TASK DIRECTIONS:
Convert the entries from the line containing "Please trace the outline of every instance of the ski" through the end of the entries, both ends inclusive, into a JSON list of strings with one string per line and blank lines omitted.

DATA PROVIDED:
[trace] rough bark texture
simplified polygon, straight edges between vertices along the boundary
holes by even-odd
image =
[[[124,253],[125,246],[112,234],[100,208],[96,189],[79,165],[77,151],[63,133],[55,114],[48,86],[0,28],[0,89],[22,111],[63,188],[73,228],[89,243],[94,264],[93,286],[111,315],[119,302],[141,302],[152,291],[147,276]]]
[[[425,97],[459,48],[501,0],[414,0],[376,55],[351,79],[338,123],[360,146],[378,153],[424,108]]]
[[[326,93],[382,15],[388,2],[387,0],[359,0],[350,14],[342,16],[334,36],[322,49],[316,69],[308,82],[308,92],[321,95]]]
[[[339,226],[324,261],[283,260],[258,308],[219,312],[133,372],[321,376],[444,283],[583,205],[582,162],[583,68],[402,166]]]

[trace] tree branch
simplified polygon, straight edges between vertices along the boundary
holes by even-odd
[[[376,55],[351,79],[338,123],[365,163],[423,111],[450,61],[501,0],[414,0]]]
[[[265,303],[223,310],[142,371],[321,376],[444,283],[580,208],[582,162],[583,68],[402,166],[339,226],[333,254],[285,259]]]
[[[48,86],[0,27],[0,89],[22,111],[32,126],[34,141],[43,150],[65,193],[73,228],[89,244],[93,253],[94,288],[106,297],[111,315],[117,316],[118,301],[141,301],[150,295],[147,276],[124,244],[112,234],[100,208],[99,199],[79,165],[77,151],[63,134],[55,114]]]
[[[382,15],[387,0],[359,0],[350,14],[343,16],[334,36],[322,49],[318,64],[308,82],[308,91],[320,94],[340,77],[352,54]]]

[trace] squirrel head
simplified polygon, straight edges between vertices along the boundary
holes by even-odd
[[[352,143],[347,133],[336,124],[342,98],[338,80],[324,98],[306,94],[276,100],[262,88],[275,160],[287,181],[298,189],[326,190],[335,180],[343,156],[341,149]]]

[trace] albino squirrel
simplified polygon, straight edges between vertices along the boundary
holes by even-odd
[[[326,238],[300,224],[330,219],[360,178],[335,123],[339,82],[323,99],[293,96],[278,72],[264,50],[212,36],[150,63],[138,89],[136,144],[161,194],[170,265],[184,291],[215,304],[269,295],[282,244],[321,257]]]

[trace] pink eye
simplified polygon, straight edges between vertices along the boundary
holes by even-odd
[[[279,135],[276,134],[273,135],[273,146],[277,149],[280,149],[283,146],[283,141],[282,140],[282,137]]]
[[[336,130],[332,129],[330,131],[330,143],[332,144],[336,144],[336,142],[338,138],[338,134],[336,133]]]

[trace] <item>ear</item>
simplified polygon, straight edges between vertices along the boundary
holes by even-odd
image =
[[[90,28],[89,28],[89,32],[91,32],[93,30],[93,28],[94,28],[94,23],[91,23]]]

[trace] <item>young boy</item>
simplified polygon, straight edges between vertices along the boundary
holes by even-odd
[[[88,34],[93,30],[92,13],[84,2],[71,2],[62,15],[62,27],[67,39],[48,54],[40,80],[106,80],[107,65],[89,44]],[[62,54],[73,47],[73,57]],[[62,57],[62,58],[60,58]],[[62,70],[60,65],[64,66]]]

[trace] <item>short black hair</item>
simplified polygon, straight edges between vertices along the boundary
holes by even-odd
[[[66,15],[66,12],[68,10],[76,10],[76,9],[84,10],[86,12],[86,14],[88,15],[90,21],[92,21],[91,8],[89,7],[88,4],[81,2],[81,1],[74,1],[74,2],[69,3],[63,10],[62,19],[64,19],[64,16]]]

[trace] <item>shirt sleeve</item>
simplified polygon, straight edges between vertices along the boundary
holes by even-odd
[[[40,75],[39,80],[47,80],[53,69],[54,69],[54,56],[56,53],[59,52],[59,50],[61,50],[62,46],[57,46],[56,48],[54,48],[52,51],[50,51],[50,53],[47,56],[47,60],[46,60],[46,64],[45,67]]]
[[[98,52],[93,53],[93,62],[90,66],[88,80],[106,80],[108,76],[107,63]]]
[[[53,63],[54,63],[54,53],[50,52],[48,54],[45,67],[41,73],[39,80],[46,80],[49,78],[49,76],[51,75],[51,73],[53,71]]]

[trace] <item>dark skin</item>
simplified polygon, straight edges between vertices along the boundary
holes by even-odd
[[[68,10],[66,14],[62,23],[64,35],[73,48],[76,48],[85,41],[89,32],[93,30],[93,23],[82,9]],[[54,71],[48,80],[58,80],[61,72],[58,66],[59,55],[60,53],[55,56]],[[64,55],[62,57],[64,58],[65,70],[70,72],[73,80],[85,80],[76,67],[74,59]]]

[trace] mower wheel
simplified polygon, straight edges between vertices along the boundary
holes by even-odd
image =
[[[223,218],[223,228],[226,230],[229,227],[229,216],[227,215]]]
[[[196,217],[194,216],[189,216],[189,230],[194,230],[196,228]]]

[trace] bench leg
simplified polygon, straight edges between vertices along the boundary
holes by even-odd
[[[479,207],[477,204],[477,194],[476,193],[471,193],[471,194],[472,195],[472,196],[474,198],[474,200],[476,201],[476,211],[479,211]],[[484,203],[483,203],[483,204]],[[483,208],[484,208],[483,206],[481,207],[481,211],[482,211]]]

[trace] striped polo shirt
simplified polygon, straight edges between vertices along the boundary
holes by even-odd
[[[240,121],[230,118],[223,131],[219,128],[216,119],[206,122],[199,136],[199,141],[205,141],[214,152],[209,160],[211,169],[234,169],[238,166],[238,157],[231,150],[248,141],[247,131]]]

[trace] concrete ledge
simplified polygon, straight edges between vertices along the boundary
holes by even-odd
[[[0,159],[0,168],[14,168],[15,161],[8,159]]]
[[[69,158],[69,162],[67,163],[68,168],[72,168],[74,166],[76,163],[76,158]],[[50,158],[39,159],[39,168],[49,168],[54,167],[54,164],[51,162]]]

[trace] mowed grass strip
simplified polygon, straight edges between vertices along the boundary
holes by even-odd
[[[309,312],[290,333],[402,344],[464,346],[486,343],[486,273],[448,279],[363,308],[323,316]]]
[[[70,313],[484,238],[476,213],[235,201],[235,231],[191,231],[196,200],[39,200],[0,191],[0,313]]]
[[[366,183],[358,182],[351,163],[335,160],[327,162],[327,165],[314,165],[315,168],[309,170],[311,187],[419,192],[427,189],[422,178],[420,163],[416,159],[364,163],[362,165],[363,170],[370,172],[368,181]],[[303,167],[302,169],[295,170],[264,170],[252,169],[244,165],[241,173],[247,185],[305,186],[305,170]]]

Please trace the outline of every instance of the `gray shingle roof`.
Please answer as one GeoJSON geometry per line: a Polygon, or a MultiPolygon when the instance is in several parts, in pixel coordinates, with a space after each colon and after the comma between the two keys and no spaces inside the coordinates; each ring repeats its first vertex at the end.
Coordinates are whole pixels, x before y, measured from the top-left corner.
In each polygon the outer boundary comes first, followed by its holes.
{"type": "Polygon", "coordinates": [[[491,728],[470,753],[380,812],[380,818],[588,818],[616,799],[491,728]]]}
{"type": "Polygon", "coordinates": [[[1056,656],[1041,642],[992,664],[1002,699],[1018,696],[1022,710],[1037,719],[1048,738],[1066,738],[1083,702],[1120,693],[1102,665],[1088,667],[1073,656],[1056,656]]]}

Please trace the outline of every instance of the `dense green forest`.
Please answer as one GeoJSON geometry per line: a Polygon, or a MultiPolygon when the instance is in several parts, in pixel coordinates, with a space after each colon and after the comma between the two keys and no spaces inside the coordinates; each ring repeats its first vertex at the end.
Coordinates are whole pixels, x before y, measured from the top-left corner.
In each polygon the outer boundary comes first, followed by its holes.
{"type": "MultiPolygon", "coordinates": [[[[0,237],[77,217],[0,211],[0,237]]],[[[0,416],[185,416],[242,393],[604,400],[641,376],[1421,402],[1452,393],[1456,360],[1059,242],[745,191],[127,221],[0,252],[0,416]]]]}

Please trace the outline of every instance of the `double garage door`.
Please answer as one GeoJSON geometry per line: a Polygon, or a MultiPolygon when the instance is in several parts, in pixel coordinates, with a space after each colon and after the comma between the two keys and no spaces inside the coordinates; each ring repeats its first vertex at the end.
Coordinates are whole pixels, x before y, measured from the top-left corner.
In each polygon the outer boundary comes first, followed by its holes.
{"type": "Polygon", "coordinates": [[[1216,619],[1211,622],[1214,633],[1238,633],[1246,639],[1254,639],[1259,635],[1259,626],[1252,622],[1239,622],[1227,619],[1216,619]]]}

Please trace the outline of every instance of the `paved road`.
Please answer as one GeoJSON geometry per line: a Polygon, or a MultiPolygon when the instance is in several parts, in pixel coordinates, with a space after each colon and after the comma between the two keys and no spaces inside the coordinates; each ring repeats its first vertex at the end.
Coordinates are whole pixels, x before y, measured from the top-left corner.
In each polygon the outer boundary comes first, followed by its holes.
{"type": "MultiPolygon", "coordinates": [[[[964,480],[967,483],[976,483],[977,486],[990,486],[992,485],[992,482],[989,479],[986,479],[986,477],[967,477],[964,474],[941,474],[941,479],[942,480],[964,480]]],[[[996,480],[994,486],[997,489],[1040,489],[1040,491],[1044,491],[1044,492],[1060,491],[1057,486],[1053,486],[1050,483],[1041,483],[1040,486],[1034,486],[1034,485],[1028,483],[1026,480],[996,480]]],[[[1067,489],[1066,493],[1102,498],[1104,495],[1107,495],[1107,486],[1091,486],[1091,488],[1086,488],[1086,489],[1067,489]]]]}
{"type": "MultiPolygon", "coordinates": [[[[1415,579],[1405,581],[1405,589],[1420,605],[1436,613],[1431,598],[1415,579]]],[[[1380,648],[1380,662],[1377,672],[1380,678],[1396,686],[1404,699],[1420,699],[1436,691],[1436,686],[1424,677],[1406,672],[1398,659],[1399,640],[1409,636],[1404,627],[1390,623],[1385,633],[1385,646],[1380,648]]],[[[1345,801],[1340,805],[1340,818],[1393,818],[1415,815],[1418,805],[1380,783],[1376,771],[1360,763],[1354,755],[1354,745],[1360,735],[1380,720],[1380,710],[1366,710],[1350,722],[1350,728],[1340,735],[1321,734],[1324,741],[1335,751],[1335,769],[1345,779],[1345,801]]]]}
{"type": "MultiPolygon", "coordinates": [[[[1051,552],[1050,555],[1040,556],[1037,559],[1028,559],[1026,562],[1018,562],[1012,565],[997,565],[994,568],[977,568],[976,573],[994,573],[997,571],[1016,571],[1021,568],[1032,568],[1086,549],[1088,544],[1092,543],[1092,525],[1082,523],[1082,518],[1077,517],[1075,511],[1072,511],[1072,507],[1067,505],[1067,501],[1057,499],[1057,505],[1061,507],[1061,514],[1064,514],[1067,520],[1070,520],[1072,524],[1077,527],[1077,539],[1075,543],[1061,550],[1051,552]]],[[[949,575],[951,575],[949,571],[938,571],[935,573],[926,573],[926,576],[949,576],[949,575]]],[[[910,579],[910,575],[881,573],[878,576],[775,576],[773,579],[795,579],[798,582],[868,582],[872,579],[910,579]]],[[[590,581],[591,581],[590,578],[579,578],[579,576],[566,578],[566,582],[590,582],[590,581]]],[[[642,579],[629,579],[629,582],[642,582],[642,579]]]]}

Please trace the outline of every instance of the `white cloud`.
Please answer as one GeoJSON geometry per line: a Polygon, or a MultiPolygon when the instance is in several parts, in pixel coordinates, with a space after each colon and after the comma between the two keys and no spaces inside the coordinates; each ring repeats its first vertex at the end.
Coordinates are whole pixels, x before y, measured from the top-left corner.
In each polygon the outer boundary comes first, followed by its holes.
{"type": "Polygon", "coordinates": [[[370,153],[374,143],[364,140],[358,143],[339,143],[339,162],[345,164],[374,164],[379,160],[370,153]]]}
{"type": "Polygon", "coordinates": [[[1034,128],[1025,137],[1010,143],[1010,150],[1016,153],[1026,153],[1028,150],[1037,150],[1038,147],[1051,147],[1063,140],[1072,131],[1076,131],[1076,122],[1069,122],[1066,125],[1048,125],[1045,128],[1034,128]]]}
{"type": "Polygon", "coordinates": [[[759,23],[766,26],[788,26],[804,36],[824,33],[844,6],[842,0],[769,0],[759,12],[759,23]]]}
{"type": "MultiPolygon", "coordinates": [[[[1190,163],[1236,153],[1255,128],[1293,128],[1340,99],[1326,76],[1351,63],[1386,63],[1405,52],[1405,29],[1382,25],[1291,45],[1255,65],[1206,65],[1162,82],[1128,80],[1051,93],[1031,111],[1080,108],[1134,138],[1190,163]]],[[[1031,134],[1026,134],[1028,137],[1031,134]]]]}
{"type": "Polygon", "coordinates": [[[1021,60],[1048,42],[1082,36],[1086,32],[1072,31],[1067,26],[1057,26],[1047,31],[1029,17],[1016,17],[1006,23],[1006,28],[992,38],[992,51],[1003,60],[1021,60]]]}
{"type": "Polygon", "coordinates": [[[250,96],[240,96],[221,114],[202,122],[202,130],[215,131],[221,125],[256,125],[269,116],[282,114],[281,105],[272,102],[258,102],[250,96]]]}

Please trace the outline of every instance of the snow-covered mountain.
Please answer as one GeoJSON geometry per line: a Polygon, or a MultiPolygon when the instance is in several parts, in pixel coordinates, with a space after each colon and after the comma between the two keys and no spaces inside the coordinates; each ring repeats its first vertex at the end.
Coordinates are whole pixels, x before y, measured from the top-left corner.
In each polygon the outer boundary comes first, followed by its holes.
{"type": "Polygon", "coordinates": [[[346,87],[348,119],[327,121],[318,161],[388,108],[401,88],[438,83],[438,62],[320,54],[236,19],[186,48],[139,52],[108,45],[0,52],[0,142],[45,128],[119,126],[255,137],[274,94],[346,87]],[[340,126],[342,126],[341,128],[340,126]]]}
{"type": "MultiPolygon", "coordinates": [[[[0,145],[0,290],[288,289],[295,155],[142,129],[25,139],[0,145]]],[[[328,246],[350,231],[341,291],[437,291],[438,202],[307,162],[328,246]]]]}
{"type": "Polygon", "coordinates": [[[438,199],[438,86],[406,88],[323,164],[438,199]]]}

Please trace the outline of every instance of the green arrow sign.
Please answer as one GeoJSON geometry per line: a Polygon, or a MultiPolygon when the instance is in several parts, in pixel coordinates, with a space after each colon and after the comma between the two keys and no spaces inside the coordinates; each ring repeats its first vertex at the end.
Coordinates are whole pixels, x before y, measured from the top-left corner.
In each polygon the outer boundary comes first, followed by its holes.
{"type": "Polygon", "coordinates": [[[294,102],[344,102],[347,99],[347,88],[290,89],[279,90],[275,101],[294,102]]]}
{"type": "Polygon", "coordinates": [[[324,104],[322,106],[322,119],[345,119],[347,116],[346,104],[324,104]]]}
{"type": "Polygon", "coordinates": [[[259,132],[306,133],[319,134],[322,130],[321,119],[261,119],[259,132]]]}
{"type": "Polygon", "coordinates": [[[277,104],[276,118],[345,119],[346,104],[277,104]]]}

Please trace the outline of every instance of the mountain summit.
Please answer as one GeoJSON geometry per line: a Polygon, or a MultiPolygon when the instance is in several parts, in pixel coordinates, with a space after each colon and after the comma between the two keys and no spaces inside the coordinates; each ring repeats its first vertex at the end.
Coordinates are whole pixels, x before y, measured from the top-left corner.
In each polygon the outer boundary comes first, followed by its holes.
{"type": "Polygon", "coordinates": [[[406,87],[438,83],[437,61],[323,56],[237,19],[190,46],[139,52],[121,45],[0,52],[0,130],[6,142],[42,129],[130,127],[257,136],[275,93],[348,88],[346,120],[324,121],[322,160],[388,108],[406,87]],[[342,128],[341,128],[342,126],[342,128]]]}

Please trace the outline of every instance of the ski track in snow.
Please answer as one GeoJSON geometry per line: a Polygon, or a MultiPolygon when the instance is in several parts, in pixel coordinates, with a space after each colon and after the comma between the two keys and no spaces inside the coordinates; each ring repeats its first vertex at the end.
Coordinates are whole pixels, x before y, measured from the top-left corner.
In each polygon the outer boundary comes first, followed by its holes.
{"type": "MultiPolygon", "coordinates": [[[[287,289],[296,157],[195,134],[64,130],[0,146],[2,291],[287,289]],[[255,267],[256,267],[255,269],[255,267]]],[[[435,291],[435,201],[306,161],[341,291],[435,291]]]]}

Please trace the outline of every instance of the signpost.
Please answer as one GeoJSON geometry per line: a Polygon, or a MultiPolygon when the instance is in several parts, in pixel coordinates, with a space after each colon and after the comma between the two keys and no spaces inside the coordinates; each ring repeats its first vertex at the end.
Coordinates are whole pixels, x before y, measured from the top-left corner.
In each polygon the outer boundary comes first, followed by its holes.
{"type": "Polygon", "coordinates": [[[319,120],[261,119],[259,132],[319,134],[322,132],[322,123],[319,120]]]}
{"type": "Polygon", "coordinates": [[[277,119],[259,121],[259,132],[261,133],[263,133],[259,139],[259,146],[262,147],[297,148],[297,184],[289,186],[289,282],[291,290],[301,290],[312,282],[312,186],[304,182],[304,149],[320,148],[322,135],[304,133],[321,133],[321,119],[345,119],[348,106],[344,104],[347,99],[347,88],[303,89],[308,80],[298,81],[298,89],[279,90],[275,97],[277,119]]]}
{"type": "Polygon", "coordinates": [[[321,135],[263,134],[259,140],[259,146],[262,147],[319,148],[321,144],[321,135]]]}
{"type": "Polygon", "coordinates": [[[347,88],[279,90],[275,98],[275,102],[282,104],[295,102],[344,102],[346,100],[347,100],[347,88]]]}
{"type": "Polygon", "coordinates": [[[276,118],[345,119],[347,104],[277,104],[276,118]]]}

OUTPUT FOR THIS TASK:
[
  "Please trace the outline of every instance of the ski track in snow.",
  "Please answer as one GeoJSON geometry per line: a Polygon, or a MultiPolygon when the instance is in several parts, in pixel coordinates, with a space after each colon and after the comma between the two keys and no spaces inside the coordinates; each ring repeats its first vertex at the end.",
  "Coordinates are whole pixels, x before y, measured from the top-left corner.",
  "In each polygon the outer boundary comes first, followed by its holes.",
  "{\"type\": \"MultiPolygon\", \"coordinates\": [[[[287,289],[296,157],[195,134],[64,130],[0,146],[2,291],[287,289]],[[255,267],[256,267],[255,269],[255,267]]],[[[435,291],[435,201],[306,161],[341,291],[435,291]]]]}",
  "Please trace the outline of every instance of the signpost.",
  "Please answer as one GeoJSON geometry per line: a Polygon, or a MultiPolygon when the instance is in several parts, in pixel coordinates, with a space after each colon and after the comma between the two keys and no spaces inside the coordinates; each ring repeats its first vertex at the end.",
  "Coordinates are whole pixels, x before y, measured from the top-left corner.",
  "In each polygon the outer boundary comes first, followed by its holes.",
  "{\"type\": \"Polygon\", \"coordinates\": [[[319,120],[261,119],[259,132],[319,134],[322,132],[322,123],[319,120]]]}",
  "{\"type\": \"Polygon\", \"coordinates\": [[[277,119],[259,121],[259,132],[261,133],[263,133],[259,139],[259,146],[262,147],[297,148],[297,184],[289,186],[289,282],[291,290],[301,290],[312,282],[312,186],[304,182],[304,149],[320,148],[322,135],[304,133],[321,133],[321,119],[345,119],[348,106],[344,104],[347,99],[347,88],[303,89],[308,80],[298,81],[298,89],[279,90],[275,97],[277,119]]]}",
  "{\"type\": \"Polygon\", \"coordinates\": [[[321,135],[263,134],[259,140],[259,146],[262,147],[319,148],[321,144],[321,135]]]}",
  "{\"type\": \"Polygon\", \"coordinates\": [[[347,88],[279,90],[275,98],[275,102],[282,104],[295,102],[344,102],[346,100],[347,100],[347,88]]]}",
  "{\"type\": \"Polygon\", \"coordinates\": [[[276,118],[345,119],[347,104],[277,104],[276,118]]]}"
]